### L'ESERCIZIO
Ricopia senza alcuna modifica la parte delle voci qui sotto che comincia con la riga contenente "For the scouting tally, point out every instance of the beaten" e arriva fino alla fine delle voci, estremi compresi.

### DATI ESTRATTI

◆ ◆ ◆

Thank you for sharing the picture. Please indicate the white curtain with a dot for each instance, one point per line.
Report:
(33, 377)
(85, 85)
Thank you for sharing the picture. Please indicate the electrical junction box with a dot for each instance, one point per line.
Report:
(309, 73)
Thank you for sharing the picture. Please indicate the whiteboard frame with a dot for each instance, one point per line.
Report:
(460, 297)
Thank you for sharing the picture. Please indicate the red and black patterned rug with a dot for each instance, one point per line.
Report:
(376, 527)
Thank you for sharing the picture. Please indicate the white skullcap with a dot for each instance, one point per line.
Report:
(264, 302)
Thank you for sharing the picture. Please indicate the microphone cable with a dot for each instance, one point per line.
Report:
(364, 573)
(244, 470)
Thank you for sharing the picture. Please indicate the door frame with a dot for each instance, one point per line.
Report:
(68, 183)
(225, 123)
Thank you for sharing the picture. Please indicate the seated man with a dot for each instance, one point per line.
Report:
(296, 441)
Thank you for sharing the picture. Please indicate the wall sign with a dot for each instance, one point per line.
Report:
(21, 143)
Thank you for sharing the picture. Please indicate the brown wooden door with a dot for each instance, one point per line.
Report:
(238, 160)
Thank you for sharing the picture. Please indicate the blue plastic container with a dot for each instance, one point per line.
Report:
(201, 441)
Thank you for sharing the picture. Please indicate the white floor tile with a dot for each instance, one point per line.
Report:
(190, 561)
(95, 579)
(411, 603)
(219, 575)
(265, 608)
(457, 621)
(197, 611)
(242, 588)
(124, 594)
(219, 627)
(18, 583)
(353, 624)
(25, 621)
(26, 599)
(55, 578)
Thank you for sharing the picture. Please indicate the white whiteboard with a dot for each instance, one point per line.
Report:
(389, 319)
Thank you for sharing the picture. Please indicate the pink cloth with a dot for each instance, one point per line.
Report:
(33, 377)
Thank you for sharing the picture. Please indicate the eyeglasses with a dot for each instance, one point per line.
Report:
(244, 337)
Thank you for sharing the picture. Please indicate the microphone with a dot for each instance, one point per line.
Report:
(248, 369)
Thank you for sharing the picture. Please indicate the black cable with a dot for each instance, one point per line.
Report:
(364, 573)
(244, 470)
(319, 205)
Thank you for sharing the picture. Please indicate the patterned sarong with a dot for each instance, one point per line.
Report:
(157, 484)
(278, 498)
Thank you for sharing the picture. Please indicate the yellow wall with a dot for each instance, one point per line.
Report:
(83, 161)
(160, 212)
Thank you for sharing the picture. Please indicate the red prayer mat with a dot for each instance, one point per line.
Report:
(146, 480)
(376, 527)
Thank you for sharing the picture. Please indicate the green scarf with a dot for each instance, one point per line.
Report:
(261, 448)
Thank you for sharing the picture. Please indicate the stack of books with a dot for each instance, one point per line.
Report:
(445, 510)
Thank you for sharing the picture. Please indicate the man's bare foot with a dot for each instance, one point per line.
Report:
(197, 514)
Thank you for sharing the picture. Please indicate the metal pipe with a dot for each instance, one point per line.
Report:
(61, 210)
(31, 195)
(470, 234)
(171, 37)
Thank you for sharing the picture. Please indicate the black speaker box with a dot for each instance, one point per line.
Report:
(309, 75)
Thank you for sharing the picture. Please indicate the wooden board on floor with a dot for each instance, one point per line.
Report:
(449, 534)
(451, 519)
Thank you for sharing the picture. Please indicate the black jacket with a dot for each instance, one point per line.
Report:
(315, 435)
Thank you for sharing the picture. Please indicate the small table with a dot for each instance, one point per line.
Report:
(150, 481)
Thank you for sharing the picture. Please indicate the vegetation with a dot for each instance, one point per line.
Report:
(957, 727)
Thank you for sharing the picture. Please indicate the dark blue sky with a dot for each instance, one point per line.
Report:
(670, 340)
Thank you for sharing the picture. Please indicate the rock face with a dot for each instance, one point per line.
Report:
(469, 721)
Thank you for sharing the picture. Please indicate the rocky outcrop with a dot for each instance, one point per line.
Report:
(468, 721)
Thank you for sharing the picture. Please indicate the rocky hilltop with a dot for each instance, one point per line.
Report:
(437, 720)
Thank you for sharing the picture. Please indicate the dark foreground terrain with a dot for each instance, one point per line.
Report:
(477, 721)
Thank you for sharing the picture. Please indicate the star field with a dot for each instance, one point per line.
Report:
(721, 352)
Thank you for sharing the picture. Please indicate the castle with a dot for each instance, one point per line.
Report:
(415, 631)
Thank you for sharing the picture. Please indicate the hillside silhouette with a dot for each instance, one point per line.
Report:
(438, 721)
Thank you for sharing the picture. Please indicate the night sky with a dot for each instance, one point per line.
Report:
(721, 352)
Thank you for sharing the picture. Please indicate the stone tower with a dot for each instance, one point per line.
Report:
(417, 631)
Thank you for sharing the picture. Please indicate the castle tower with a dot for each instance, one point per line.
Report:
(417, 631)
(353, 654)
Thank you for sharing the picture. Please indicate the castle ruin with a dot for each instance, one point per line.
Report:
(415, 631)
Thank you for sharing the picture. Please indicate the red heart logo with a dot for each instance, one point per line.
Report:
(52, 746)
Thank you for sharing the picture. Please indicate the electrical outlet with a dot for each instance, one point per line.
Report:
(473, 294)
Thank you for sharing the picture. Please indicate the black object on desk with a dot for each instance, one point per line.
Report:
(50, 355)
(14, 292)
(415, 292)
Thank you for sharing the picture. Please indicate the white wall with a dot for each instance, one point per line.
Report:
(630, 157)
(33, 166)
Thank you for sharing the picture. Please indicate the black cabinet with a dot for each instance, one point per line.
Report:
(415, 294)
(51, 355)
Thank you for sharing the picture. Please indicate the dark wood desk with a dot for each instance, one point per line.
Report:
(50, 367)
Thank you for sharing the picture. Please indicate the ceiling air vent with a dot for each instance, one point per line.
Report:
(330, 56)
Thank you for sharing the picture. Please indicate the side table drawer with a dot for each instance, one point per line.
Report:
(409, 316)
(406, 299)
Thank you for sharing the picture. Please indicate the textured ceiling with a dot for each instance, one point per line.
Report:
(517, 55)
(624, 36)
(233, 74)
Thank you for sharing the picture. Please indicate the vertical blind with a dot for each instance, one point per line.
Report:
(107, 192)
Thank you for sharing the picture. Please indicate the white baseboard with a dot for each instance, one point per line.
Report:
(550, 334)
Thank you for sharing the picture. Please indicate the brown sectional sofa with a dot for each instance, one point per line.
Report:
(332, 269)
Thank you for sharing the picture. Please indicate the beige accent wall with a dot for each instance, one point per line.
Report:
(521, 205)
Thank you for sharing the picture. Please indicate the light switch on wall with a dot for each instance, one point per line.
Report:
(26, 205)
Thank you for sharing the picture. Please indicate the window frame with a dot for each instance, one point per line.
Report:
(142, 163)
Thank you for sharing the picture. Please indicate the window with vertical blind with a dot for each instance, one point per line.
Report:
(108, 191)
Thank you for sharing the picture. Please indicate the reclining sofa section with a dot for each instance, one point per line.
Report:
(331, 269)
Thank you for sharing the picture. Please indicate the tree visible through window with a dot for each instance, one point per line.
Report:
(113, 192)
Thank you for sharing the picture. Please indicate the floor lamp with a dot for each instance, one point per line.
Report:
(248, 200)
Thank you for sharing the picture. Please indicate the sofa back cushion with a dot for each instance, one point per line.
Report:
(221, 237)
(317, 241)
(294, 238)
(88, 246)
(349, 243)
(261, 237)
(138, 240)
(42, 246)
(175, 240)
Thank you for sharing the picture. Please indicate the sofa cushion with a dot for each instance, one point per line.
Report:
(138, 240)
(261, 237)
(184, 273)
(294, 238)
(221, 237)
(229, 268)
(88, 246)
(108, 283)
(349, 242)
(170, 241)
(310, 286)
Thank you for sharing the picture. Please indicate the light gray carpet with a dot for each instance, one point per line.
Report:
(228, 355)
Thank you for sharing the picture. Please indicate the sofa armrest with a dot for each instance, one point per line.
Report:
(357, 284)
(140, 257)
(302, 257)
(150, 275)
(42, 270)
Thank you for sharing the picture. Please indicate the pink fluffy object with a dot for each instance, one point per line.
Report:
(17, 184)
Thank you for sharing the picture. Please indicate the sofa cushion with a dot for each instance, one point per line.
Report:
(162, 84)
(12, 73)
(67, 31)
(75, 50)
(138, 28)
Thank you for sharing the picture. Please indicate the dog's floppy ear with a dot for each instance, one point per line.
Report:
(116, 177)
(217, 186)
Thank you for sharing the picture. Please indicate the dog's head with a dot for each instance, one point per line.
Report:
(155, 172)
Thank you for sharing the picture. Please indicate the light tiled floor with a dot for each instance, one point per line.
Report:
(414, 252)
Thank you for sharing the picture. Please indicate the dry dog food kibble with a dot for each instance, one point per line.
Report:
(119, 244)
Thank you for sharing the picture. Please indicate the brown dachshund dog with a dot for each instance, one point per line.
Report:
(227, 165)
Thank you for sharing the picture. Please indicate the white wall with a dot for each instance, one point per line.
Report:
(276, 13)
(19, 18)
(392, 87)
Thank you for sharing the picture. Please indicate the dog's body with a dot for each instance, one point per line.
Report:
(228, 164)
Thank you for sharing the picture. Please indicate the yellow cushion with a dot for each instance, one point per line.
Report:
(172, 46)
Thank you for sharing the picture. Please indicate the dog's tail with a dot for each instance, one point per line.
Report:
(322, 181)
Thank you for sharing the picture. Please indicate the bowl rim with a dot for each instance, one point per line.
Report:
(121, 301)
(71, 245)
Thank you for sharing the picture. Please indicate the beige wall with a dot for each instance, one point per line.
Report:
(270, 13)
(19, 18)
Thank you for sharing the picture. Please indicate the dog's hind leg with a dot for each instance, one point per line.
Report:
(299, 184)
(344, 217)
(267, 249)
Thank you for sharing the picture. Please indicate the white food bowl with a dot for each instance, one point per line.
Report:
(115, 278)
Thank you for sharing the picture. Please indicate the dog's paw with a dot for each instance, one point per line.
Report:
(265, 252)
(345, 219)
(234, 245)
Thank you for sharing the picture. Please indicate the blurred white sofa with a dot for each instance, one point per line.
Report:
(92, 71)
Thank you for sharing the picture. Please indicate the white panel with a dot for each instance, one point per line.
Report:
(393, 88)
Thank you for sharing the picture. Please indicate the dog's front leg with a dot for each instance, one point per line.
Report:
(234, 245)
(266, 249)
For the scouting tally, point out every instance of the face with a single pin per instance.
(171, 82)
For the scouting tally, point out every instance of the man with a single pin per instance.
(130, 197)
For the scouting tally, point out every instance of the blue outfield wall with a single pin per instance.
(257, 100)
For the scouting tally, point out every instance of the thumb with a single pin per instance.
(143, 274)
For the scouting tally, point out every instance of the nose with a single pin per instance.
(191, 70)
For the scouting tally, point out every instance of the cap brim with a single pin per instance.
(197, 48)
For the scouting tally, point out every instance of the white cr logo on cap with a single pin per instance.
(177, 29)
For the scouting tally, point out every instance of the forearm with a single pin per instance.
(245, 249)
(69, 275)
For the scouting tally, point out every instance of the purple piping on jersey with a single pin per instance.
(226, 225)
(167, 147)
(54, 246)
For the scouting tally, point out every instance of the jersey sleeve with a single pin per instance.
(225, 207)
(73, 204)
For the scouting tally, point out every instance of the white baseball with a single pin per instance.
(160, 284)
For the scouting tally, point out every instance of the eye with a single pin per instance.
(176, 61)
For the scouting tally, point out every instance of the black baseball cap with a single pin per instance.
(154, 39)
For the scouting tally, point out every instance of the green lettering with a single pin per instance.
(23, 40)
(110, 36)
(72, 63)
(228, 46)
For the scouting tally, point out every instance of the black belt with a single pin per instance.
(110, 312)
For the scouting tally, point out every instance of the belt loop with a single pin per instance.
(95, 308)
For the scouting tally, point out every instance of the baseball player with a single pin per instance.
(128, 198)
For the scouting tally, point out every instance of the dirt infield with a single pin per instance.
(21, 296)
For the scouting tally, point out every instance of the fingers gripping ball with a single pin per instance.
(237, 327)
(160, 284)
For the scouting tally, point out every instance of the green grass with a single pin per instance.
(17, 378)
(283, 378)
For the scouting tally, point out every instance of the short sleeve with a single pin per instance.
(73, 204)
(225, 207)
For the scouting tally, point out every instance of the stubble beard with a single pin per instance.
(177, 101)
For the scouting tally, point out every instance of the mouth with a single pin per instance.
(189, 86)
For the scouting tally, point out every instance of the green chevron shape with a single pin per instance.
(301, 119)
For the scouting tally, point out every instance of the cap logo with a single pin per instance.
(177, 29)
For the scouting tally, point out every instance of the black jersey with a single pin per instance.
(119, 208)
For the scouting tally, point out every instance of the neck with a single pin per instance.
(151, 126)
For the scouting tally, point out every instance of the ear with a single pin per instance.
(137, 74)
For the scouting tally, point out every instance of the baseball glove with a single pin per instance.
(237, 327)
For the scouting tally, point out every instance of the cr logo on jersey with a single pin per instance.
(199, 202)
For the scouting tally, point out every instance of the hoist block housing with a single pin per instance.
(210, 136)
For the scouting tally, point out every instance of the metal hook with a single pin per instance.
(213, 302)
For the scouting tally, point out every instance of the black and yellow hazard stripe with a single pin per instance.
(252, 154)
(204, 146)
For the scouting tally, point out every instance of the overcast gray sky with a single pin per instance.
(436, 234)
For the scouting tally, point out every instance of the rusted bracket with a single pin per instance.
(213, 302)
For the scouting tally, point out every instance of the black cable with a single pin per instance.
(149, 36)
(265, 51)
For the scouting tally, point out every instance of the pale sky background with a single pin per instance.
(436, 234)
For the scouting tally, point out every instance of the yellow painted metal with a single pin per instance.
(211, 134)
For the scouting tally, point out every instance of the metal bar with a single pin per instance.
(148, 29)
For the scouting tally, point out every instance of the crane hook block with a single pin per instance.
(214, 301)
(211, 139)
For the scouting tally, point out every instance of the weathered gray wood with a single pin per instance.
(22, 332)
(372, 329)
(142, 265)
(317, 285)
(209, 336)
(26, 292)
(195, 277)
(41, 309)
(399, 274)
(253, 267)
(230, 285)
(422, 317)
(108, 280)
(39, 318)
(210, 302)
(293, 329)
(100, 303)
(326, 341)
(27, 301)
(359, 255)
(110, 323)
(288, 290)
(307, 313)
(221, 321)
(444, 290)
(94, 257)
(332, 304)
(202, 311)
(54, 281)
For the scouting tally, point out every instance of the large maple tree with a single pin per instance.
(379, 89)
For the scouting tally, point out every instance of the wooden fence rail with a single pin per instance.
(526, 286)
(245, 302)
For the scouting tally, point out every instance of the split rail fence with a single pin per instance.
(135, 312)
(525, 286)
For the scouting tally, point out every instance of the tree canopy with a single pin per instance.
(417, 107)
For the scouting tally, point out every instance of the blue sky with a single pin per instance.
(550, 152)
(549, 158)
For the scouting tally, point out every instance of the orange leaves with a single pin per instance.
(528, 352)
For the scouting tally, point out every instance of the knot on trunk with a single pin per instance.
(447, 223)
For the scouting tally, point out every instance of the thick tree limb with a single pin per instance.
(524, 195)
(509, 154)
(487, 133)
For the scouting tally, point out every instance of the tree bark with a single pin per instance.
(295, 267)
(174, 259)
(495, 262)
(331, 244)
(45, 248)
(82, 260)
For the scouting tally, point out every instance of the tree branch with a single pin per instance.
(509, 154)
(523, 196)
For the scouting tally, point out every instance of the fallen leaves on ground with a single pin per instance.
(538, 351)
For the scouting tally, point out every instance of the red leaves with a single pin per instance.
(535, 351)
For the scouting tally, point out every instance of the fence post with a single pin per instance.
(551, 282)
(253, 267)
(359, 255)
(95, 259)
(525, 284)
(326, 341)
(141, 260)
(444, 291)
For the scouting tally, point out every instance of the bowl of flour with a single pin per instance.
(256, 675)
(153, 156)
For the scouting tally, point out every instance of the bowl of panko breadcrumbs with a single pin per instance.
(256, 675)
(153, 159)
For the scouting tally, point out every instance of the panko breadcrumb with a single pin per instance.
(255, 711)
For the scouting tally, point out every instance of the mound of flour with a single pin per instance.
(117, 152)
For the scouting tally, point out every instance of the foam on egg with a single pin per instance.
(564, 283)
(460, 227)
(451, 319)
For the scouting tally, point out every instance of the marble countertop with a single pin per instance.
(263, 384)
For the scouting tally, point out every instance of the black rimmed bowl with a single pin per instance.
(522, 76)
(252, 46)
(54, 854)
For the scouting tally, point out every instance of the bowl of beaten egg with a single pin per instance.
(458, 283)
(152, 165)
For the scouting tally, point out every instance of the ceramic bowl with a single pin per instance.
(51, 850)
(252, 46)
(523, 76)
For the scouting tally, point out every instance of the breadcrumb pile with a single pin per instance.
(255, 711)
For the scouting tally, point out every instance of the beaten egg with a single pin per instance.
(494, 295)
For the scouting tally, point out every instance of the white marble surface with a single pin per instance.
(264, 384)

◆ ◆ ◆

### RISPOSTA AL COMPITO
For the scouting tally, point out every instance of the beaten egg with a single pin per instance.
(494, 295)
For the scouting tally, point out every instance of the white marble surface with a single pin per instance.
(264, 384)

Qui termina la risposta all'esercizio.